TEXT SEGMENT:
20 July 2021

‘The city of the people’, Reggio Emilia, is well known for its high standards of living, its local services and its long-standing tradition of civic participation. When it became clear that the Information and Communication Technologies would play a leading role in improving the quality of life of the citizens, Reggio Emilia started to design its digital plan. 

Reggio Emilia’s digital journey accelerated in 2017 when the city took part in the Digital Cities Challenge. The city began by promoting the ‘Smart City Protocol’, a memorandum of understanding signed by 35 local institutional stakeholders. By taking part in the Smart City Protocol, the stakeholders committed themselves to collaborating with the local digital transformation agenda. The Protocol became the reference framework for co-designing the new digital plan of the city. 

The main focus of the first municipal digital strategy was to ensure the availability of critical digital infrastructures, including: 

  • Broadband connectivity: the city developed its Metropolitan Area Network and relied on both public-private partnerships and on regional and European funds to bring ultra-broadband to public offices, schools, research and technology transfer centres and other places of public interest (museums, train stations, parks, cultural and social hubs etc); 

  • Online services: the Municipality developed a citizen portal which provides a unique user access point for online services offered by multiple local providers; 

  • Open data: the city open data portal hosts strategic datasets which are published with the citizens’ interests in mind. The portal presents the data produced by the Municipality and further local stakeholders. To ensure high levels in data quality and to promote interoperability, the Municipality developed and shared reference data models and data publishing guidelines. 

In 2020, due to the COVID-19 pandemic, new significant needs emerged in Reggio Emilia. The increased use of digital technologies is reshaping the ways in which citizens access public services, goods and other services. People who have the existing skills, knowledge and tools can adapt to this changing scenario, whereas less digitally confident individuals face the risk of exclusion, missing development opportunities and lose access to important services. The Intelligent Cities Challenge is therefore a great opportunity for Reggio Emilia to tackle these emerging problems by capitalising on the available digital applications, infrastructures and skills to guarantee universal access to public services.  

To this end, the city is pursuing multiple lines of work as outlined below.  

1) Transforming neighbourhood centres into social innovation and digital hubs.  

This workstream aims to: promote cohesion of local communities, offer smart and digital solutions to everyday problems and facilitate access to local services.  

Neighbourhood centres have been gradually equipped with broadband connectivity and public wi-fi. Neighbourhood centres often have large rooms with tables and chairs which can be transformed into study halls for university students and post-school services for younger students. During the 2020-2021 school year, while the COVID-19 pandemic was still spreading, two neighbourhood centres hosted several classes to help young students safely attend face-to-face lessons, while maintaining a safe space.

REQUIRED ACTIONS:
a) Answer the following questions using the text on Reggio Emilia's digital plan, one answer per line:
(i) How many local institutional stakeholders signed the Smart City Protocol?
(ii) In which year did the city take part in the Digital Cities Challenge?
(iii) During which school year did two neighbourhood centres host classes for young students?
b) Write the next part of the text on Reggio Emilia's digital plan, continuing from its final sentence.

EXCERPTED RECORDS:
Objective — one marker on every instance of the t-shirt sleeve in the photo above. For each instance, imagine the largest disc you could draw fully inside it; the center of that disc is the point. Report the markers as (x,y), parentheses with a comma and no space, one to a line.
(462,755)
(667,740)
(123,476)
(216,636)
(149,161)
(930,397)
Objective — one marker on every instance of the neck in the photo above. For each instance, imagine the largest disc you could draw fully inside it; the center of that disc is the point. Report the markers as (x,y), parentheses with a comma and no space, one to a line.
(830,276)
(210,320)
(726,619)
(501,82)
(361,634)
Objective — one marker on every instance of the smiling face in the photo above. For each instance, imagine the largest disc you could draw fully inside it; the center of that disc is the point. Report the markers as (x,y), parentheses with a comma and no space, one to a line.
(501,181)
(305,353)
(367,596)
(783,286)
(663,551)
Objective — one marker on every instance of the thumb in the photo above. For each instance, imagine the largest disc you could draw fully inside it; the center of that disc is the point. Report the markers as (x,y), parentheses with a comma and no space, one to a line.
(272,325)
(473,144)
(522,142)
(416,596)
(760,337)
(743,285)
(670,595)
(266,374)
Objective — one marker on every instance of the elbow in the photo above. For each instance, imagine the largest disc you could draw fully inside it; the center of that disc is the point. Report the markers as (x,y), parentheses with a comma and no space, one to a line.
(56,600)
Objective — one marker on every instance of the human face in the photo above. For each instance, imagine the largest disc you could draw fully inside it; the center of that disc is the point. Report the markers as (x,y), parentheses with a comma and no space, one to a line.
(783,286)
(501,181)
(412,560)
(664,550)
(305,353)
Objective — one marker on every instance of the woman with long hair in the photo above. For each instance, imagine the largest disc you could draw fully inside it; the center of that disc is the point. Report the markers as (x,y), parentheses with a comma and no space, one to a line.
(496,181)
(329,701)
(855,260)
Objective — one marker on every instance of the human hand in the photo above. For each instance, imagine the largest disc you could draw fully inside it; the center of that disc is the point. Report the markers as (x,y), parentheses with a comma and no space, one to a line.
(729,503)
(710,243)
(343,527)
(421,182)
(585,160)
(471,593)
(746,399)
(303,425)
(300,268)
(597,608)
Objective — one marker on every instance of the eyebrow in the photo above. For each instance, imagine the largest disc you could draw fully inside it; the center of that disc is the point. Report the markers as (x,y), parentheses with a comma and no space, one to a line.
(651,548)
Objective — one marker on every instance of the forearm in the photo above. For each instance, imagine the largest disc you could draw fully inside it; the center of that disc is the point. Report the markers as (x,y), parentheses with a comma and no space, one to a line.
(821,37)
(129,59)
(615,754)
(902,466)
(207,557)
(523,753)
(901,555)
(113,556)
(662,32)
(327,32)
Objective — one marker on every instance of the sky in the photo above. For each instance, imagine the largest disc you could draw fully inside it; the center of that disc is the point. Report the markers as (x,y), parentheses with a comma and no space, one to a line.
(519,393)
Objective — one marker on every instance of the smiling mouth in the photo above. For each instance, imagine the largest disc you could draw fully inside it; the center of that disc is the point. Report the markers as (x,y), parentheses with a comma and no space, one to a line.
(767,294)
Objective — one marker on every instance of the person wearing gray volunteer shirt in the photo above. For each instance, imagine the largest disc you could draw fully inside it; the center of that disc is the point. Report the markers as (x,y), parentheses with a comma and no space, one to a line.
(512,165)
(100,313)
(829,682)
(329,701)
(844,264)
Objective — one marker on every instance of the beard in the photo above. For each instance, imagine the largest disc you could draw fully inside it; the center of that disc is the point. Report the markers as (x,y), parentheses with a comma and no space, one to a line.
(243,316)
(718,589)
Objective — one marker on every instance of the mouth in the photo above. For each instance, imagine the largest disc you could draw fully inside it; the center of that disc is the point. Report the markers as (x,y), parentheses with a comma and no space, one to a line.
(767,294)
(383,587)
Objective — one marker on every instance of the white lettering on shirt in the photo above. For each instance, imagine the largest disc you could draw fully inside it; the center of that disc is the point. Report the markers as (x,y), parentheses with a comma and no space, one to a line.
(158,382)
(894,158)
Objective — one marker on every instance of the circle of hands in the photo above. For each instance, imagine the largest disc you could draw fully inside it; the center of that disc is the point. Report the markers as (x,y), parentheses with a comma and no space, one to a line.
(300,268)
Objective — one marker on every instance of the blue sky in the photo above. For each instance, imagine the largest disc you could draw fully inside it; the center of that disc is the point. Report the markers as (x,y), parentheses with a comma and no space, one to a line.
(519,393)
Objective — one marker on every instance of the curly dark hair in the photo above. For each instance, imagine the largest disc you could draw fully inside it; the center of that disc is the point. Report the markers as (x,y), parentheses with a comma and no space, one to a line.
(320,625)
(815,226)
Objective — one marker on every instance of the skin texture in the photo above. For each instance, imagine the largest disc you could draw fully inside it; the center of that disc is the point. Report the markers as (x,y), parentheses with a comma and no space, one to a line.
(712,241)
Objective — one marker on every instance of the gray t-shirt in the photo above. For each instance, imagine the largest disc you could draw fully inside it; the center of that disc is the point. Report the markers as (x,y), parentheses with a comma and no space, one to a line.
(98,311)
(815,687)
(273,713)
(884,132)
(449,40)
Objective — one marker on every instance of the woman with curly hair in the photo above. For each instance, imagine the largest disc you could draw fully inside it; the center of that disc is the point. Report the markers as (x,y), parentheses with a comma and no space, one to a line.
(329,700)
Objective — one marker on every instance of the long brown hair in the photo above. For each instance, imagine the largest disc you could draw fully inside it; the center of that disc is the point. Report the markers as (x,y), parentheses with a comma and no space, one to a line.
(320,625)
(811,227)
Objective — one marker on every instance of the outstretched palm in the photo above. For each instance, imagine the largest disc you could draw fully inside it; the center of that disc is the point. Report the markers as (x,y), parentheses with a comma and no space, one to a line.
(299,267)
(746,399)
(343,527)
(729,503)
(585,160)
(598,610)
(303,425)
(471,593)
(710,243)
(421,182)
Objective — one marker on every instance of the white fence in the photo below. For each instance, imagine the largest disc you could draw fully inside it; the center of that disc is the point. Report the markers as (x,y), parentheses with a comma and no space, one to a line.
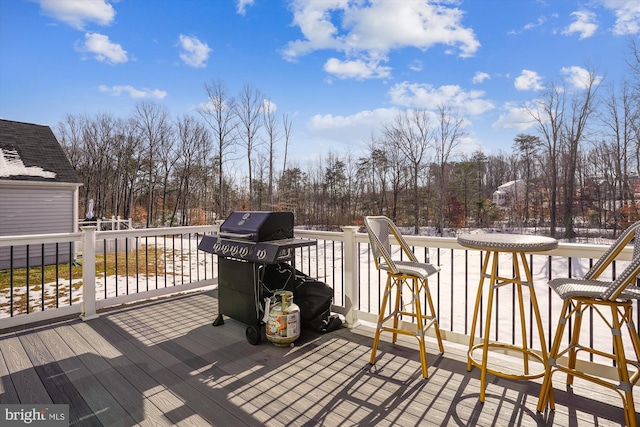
(340,259)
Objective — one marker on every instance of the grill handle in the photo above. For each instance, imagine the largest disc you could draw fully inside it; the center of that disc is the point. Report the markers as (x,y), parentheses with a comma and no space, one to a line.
(235,235)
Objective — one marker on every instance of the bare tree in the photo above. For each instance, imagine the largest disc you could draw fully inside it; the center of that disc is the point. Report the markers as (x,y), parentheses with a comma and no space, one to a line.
(152,121)
(447,136)
(412,134)
(273,136)
(548,115)
(249,112)
(527,145)
(220,115)
(582,106)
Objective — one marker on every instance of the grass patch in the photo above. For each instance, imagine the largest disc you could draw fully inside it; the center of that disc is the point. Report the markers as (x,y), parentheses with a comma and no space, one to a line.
(148,260)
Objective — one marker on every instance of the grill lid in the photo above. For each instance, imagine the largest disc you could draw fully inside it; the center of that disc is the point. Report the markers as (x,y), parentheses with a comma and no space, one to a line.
(258,226)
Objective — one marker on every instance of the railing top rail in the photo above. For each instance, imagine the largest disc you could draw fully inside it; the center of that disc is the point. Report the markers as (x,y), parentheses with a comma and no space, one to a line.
(575,250)
(163,231)
(31,239)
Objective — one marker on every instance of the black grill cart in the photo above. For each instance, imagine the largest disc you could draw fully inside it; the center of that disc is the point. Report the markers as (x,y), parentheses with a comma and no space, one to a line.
(247,242)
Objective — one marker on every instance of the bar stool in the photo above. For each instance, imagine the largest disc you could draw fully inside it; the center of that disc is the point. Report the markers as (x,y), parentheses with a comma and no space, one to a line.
(603,297)
(409,273)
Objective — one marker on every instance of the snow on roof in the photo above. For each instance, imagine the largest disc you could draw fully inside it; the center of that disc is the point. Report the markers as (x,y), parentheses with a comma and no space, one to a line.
(12,165)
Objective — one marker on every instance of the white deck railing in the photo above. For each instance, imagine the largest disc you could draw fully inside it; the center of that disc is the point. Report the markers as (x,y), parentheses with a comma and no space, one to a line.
(340,259)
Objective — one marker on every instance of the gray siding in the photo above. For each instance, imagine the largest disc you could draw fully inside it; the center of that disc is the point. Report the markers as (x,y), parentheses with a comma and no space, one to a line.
(35,209)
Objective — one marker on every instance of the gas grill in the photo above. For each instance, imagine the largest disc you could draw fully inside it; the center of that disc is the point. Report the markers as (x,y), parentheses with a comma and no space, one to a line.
(246,243)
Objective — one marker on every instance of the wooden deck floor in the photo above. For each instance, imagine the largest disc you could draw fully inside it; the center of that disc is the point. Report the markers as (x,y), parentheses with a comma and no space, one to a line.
(163,363)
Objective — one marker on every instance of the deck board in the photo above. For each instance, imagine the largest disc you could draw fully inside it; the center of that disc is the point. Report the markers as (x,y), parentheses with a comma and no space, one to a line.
(163,363)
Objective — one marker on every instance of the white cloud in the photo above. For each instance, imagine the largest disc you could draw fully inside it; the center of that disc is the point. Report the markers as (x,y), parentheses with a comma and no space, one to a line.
(194,52)
(241,6)
(578,77)
(514,117)
(528,80)
(133,92)
(627,16)
(367,31)
(357,69)
(416,95)
(531,25)
(77,13)
(480,77)
(585,24)
(103,49)
(329,132)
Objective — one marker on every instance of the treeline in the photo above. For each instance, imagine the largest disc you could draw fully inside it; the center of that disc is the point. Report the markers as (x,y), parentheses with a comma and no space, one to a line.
(581,165)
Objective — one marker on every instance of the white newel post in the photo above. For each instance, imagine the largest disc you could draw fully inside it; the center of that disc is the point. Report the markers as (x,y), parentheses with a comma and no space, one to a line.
(351,276)
(89,274)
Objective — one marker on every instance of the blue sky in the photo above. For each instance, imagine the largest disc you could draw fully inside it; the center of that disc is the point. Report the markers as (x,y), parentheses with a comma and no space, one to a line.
(339,69)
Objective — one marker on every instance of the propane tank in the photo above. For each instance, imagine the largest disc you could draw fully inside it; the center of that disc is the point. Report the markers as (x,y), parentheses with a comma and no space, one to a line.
(283,327)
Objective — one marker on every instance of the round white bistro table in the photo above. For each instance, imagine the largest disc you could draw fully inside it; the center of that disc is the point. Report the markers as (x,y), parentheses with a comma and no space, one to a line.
(518,246)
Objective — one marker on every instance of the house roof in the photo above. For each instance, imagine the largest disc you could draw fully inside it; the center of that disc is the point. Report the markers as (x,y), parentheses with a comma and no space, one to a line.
(30,152)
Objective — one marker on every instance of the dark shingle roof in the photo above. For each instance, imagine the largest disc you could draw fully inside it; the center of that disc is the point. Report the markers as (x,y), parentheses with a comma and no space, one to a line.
(32,153)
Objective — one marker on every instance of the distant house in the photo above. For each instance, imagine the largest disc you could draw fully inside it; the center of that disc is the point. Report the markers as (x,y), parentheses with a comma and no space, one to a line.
(509,192)
(38,192)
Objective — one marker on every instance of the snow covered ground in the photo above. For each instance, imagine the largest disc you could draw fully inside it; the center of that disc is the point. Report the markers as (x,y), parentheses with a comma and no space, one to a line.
(453,289)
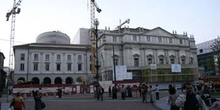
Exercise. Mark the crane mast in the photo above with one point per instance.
(15, 10)
(93, 6)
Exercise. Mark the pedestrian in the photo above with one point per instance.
(189, 100)
(151, 93)
(172, 99)
(157, 92)
(109, 91)
(215, 105)
(143, 93)
(100, 93)
(114, 92)
(37, 100)
(18, 102)
(123, 92)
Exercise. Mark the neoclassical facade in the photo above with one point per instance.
(52, 60)
(140, 48)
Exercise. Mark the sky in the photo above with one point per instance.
(200, 18)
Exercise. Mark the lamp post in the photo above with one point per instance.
(114, 70)
(96, 23)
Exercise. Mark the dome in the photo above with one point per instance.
(55, 37)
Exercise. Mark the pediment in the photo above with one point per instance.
(159, 32)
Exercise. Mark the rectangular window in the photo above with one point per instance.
(170, 40)
(172, 61)
(22, 67)
(22, 57)
(35, 66)
(58, 57)
(114, 39)
(47, 57)
(159, 39)
(134, 38)
(181, 41)
(90, 67)
(79, 67)
(58, 66)
(47, 66)
(149, 60)
(148, 38)
(69, 67)
(136, 62)
(69, 58)
(35, 57)
(161, 61)
(191, 60)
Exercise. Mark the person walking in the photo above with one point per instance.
(109, 91)
(18, 102)
(114, 92)
(151, 93)
(172, 98)
(123, 91)
(143, 93)
(215, 105)
(100, 93)
(189, 100)
(157, 92)
(37, 100)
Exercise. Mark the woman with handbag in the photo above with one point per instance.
(17, 102)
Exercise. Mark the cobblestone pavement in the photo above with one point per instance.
(85, 102)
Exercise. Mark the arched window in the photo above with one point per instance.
(58, 80)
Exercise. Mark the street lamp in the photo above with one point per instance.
(96, 23)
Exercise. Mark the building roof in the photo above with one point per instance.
(53, 46)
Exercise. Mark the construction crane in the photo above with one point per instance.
(15, 10)
(93, 6)
(121, 24)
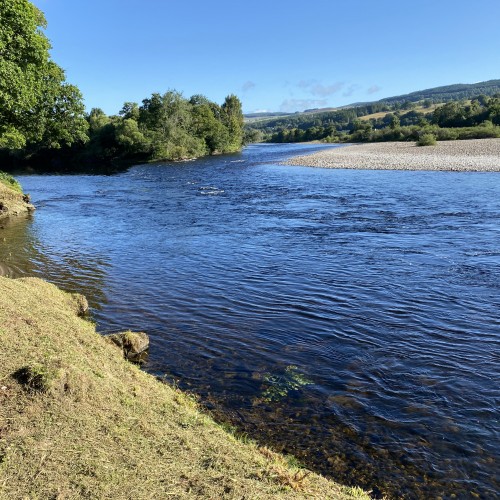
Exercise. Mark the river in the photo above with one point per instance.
(348, 317)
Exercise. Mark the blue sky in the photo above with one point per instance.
(275, 55)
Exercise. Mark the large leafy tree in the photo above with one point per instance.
(38, 108)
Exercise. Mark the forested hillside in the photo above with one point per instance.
(380, 121)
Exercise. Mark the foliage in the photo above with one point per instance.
(78, 421)
(38, 109)
(279, 386)
(10, 182)
(42, 117)
(427, 139)
(478, 118)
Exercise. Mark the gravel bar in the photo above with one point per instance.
(475, 155)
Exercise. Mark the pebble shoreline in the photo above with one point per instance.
(475, 155)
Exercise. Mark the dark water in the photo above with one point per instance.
(348, 317)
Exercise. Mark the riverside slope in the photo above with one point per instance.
(12, 202)
(476, 155)
(78, 421)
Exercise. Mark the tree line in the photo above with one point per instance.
(477, 118)
(43, 119)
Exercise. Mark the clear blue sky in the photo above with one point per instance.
(275, 55)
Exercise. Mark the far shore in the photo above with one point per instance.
(476, 155)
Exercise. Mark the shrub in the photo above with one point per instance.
(10, 182)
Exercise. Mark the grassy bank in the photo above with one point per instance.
(78, 421)
(12, 199)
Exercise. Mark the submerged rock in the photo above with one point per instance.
(135, 345)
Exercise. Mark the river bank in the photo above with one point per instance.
(13, 202)
(77, 420)
(477, 155)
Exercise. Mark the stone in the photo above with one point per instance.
(135, 345)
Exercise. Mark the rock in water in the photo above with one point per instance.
(135, 345)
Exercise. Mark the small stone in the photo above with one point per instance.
(134, 345)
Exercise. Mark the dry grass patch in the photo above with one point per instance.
(78, 421)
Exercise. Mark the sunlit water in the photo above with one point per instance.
(348, 317)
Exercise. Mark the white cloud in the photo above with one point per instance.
(292, 105)
(248, 86)
(316, 88)
(351, 89)
(374, 89)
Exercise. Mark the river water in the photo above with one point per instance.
(348, 317)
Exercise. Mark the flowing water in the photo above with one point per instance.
(348, 317)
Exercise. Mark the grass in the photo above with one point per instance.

ANSWER SET:
a)
(i) 35
(ii) 2017
(iii) 2020-2021

b)
In addition, several neighbourhood centres are currently supporting citizens in the registration procedures required to obtain digital identity. Today, digital identity is a mandatory requirement to access basic public services, including the Electronic Health Record, and is the only recognised authentication means to access E-Gov services and applications. 

2) Adoption of Internet of Things technologies.  

The goal of this workstream is to improve the efficiency, effectiveness and sustainability of the city services by providing real-time monitoring that can enable new decision-making processes. Reggio Emilia hopes to develop a city-wide infrastructure to support IoT services, as well as to build several pilot projects related to different sectors, including mobility, agri-food and citizen health and wellbeing. In particular, the city is currently planning to test how assistive technologies may help the elderly who are living in care residences, maintain personal independence and avoid unnecessary hospitalisations.  

If these pilots prove successful, they will then be replicated in other areas of the city and eventually be scaled at city level. In addition, the Internet of Things network will be open to the public. Small businesses, organisations and citizens will be able to take advantage of the IoT network to develop and test innovative solutions and pilot projects.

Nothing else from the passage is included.